TASK STATEMENT —
Please retype the data that follows, starting at the line containing "Target: grassy hillside" and stopping after the last line.

─── DATA PROVIDED

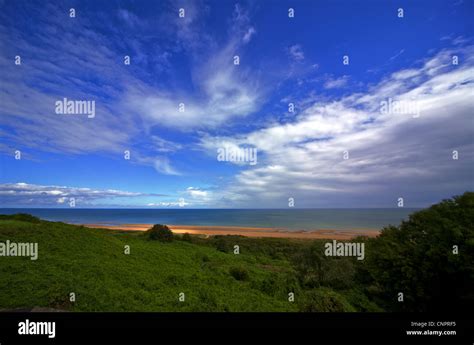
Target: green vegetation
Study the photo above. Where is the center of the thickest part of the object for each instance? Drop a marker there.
(416, 258)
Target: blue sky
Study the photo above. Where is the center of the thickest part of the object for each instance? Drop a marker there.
(190, 60)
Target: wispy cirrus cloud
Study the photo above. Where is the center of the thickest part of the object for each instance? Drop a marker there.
(389, 153)
(39, 195)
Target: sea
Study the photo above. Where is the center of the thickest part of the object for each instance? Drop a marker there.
(289, 219)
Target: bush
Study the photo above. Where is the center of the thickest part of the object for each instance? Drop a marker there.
(222, 244)
(324, 300)
(417, 258)
(161, 233)
(186, 237)
(22, 217)
(239, 273)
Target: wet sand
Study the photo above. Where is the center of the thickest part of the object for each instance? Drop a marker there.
(248, 231)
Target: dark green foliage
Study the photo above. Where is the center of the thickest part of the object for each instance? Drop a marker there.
(324, 300)
(160, 233)
(23, 217)
(239, 273)
(222, 244)
(186, 237)
(416, 258)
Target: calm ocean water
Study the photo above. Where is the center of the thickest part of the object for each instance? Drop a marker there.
(291, 219)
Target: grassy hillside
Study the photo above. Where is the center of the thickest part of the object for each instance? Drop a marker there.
(92, 264)
(429, 258)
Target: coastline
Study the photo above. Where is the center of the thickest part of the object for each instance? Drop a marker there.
(248, 231)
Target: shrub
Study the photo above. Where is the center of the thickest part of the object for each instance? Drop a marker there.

──────

ANSWER BOX —
Target: grassy hillside
Study the photo above. Where is the center of the thickest part of the object for each instance? Drop a marker there.
(92, 264)
(429, 258)
Target: coastline
Study the photo above. Where is the center of the thickest part of the object for each instance? Drop a marker there.
(248, 231)
Target: shrub
Study the photo above. Where is the center of the thickest part of the object for each instance? Drop a marker there.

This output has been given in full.